Prompt -> Output all records precisely as written.

Provided information ->
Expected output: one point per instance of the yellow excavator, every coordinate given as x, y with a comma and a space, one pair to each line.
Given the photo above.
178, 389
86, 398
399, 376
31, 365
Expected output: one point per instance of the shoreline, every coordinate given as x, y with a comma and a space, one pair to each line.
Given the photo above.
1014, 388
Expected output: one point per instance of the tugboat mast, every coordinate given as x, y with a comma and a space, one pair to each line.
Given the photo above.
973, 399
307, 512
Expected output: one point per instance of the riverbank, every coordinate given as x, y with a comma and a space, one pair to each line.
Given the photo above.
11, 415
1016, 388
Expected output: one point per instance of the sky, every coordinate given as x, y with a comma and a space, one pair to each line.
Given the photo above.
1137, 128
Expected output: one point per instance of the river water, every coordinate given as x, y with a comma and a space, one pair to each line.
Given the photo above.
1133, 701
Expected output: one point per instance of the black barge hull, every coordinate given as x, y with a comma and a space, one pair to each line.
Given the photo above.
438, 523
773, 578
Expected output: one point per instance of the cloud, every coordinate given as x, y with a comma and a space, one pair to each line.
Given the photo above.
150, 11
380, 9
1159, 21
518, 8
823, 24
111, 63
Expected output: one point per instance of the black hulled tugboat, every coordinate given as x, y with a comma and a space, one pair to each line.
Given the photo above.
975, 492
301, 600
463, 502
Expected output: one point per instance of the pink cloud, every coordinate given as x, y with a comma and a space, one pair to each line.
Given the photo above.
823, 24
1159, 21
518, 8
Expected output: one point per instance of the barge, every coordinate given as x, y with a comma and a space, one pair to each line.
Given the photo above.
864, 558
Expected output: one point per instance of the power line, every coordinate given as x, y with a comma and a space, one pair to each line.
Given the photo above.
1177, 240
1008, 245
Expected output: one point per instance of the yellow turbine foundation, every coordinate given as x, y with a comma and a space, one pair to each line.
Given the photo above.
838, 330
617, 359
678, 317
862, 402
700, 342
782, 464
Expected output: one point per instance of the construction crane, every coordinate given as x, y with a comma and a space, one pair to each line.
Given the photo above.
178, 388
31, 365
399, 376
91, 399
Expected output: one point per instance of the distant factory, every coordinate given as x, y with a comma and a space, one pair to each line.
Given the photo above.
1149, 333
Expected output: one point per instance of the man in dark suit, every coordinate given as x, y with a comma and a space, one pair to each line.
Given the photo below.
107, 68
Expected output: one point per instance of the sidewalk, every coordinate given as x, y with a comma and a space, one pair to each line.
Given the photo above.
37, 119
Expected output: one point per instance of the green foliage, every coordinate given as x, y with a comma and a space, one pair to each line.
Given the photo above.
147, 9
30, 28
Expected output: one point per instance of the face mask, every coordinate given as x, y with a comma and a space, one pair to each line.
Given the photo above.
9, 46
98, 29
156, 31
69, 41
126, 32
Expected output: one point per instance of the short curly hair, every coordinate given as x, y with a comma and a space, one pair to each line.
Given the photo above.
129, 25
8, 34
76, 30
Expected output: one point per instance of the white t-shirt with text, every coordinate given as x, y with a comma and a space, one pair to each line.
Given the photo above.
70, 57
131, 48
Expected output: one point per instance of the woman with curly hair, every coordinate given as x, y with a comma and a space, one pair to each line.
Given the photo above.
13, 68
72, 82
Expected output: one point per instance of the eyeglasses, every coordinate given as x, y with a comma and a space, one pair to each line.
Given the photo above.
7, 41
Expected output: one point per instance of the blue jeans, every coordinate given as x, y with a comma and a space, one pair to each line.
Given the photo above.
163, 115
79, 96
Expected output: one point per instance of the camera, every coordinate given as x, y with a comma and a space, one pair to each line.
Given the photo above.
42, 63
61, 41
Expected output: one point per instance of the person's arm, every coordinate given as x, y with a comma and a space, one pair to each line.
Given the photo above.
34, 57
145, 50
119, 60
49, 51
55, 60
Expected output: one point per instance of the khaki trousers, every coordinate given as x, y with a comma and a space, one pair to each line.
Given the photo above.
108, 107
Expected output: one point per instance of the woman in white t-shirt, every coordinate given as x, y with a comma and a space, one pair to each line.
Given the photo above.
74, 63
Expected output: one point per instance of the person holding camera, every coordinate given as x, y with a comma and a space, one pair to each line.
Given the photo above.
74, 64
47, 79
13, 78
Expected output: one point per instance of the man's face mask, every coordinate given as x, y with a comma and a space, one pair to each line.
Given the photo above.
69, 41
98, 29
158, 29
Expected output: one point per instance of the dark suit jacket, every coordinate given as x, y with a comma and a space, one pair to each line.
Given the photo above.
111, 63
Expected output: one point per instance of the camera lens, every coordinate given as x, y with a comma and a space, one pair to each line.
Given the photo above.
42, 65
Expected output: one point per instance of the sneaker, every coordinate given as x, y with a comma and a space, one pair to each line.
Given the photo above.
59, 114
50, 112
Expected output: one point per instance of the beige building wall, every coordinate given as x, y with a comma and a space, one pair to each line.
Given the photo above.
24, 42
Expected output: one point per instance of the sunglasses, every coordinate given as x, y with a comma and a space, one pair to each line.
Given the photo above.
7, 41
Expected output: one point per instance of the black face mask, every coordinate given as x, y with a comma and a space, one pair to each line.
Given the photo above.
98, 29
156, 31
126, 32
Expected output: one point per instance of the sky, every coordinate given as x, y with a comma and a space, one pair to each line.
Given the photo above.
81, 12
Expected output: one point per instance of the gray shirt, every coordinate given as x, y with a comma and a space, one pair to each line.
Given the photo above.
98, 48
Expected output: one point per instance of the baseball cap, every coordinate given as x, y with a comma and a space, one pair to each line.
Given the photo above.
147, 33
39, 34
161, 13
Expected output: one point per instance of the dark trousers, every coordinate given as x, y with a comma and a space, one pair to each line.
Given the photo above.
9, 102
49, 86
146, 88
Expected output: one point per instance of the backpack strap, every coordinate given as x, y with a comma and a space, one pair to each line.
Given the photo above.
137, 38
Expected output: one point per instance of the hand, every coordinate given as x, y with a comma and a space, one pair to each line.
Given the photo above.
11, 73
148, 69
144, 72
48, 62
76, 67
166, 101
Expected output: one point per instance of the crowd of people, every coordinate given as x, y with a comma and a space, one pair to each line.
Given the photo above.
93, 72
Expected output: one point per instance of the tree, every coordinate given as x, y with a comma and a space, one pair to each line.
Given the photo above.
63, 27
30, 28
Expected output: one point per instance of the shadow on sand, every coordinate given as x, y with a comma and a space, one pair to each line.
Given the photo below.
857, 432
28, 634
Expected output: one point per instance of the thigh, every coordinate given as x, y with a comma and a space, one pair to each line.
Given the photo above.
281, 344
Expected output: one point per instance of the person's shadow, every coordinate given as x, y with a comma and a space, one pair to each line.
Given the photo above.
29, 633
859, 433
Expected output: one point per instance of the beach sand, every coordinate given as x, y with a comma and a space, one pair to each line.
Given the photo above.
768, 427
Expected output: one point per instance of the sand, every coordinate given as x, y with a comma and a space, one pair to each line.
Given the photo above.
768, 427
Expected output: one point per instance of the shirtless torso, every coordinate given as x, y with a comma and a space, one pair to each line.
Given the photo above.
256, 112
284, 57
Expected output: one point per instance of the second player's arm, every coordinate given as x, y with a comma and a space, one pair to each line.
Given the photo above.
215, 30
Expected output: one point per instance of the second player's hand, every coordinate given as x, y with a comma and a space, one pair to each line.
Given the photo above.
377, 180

Solution for this exercise ->
Expected output: one point per instance of the yellow excavator, every coordinate given as x, y with a comma and a space, one pair to each line.
Given the photo above.
178, 389
86, 398
399, 376
31, 365
Expected output: one point per instance of the shoreline, every coordinate given as x, y with a comma and a space, one pair to each line.
Given the photo above.
1014, 388
Expected output: one point per instance of the tugboat mast, every coordinate given as x, y with a comma and a space, one pair to each line.
Given the photo above.
973, 399
307, 512
Expected output: one point per instance of the riverbank, every coordinate given as x, y with a comma and a space, one pair to each line.
Given the photo above.
11, 415
1016, 388
Expected output: one point per instance of the sky, every coordinate given as x, y with a comma and a space, one pair to each line.
Given the photo above.
1137, 128
Expected output: one point per instance of the river water, every coordinate given as x, y with a comma and a space, one pair to each line.
Given the photo above.
1133, 701
Expected output: one point per instance of the black barge hull, every coordinate given as x, y with a comma and a space, one pair to each line.
Given the photo above.
438, 523
773, 578
Expected output: one point per instance of the cloud, every coordinate given as x, y with a comma and a space, one pair to each line.
Given the photo above.
150, 11
380, 9
1159, 21
518, 8
823, 24
111, 63
Expected output: one point per instance of the black hulled tugboat, every coordinate given as x, y with a comma and a space, one pair to each line.
Given the photo above.
975, 492
301, 600
463, 502
Expected output: one point per instance of the pink cloud, every coordinate given as x, y with a comma and a space, one pair to each line.
Given the photo above.
823, 24
1159, 21
518, 8
Expected output: one point per instance of the barge, every coordinate given as x, y with a comma and a space, one pair to each line.
Given the photo above.
864, 558
Expected output: one point per instance of the power line, every coordinate given as x, y with a comma and a space, one pair to each line.
Given the photo above.
1177, 240
1008, 245
Expected output: one point per instance of the yellow turbine foundation, every coordinate given as x, y with a comma and a space, one pair to each line.
Given the photo above.
838, 330
617, 359
678, 317
862, 402
700, 342
782, 464
Expected output: one point per instance of the construction crane, every coordinate given as x, y with a comma and a space, one pair to each line.
Given the photo above.
178, 388
31, 365
399, 376
91, 399
Expected output: one point per instance of the distant factory, every coordinate given as x, y with a comma and a space, one pair to each line.
Given the photo above.
1149, 333
Expected output: one point per instance of the man in dark suit, every coordinate given as x, y with a comma and a space, one pair to each line.
Given the photo below.
107, 68
Expected output: one point per instance of the sidewalk, every coordinate given as x, y with a comma and a space, one pair to each line.
Given the photo above.
37, 119
Expected output: one point per instance of the green foliage, every coordinate given as x, y with a comma and a space, one pair to each line.
Given the photo above.
147, 9
30, 28
Expected output: one point per instance of the face mask, every coordinate given as x, y with a comma and a space, one pair to each line.
Given the photo above.
9, 46
98, 29
156, 31
69, 41
126, 32
Expected output: one point per instance of the short curly hair, every coordinate given as x, y with a comma and a space, one pair to each line.
Given the photo above.
129, 25
8, 34
76, 30
Expected output: one point per instance of the white t-shirt with text, every coordinate given as x, y with a comma and a space, one pair to each line.
Given the photo above.
70, 57
131, 48
Expected output: one point per instance of the woman with curly hair, every coordinate given as x, y with a comma and a space, one pair to each line.
Given the photo above.
13, 68
72, 82
Expected output: one point per instance of the eyeglasses, every coordinate given as x, y with a comma and a space, one pair to each line.
Given the photo above.
7, 41
Expected output: one point per instance of the blue jeans, every coordinate given as x, y with a comma and a space, one pair to each line.
Given the photo above.
163, 115
79, 96
Expected output: one point per instance of the camera, every coordinate given as x, y with a comma and a space, one pair to each line.
Given the photo above.
42, 63
61, 41
Expected output: one point per instance of the person's arm, every coordinate given as x, y with a comma and a space, one pair to each line.
Given the photo above.
34, 57
145, 50
119, 60
49, 51
55, 60
Expected output: one point per instance of the khaki trousers, every coordinate given as x, y with a comma and a space, one pair to each line.
Given the photo above.
108, 107
Expected output: one point per instance of the woman in white t-shirt, every coordinate given as x, y with a comma and a space, one pair to each line.
Given the photo above.
74, 63
Expected output: one point per instance of the person holding camera, every coordinate given as x, y with a comma and a space, one pair to each line.
Given the photo above.
74, 64
47, 79
13, 78
Expected output: one point per instance of the man's face mask, every coordinate given as x, y with a comma and a space, one pair to each line.
Given the photo above.
69, 41
98, 29
158, 29
Expected output: one point per instance of the dark suit jacket, every coordinate given as x, y with a comma and a space, one pair to each line.
Given the photo above.
111, 63
Expected output: one point per instance of the camera lens, every coordinate given as x, y with a comma and a space, one pair to each line.
Given the photo above.
42, 65
Expected output: one point per instance of the sneaker, every coordinate given as x, y with a comma and a space, one pair to each line.
Given the photo above.
59, 114
50, 112
Expected output: one point per instance of the beige building wall, every coordinate given as x, y with a comma and a space, one pair to each line.
Given the photo above.
24, 42
Expected output: one point per instance of the sunglasses, every coordinate given as x, y with a comma and a space, one pair to each line.
Given the photo above.
7, 41
Expected output: one point per instance of the black face mask, every coordinate given as x, y with a comma and a space, one pair to each line.
Given the photo above.
98, 29
156, 31
126, 32
Expected output: one point per instance of the sky, every coordinate given as x, y with a comma and a space, one pair to each line.
Given the photo above.
81, 12
Expected output: one point per instance of the gray shirt, every coordinate given as x, y with a comma and a space, one pair to each line.
Given the photo above.
98, 48
Expected output: one point per instance of the baseball cap, every coordinate given as x, y with a comma and a space, one pair to each line.
Given the photo above.
147, 33
39, 34
161, 13
Expected output: one point per instance of the dark trousers, every coordinate given as x, y with a comma and a space, one pair to each line.
Given the photo above.
9, 102
49, 86
146, 88
Expected output: one point per instance of the backpack strap, every coordinate given as x, y with a comma and a space, one pair to each line.
Given the photo above.
137, 38
Expected output: one point per instance of the hand, every coordinate given as x, y with a comma and a space, one pair to each line.
Given the photo above.
11, 73
148, 69
144, 72
48, 62
76, 67
166, 101
Expected output: one point per instance of the crowd of people, every coordinate given as x, y with a comma and a space, one pair to each line.
Given the photo above.
93, 72
Expected output: one point per instance of the tree, every coordinate given as x, y with a comma and a space, one pair to each line.
Given the photo above.
63, 27
30, 28
Expected output: one point per instance of the shadow on sand, every coordinate given as x, y with a comma and a space, one pair to each line.
Given the photo below.
857, 432
28, 634
Expected output: one point per instance of the thigh, every coordinate given as x, y with a comma and a space, one pair to each line.
Given the photo above.
281, 344
Expected output: one point per instance of the person's shadow, every coordinate given as x, y with a comma and a space, one pair to each line.
Given the photo above.
29, 633
859, 433
Expected output: one point per instance of the beach sand, every coordinate given as x, y with a comma and a space, one pair to each line.
Given the photo above.
768, 427
Expected output: one point per instance of the sand, every coordinate given as x, y with a comma and a space, one pair to each line.
Given the photo above.
768, 427
Expected output: one point per instance of the shirtless torso, every coordinate given as x, y with a comma and a space, one pair to each line.
Given the photo above.
256, 112
284, 57
Expected output: one point per instance of the second player's arm, every coordinate given as x, y with a comma and a space, one pair to each line.
Given the photo above.
215, 30
Expected output: one point per instance of the second player's hand, every coordinate given as x, y with a comma and a space, one pair to each line.
Given the photo above.
377, 180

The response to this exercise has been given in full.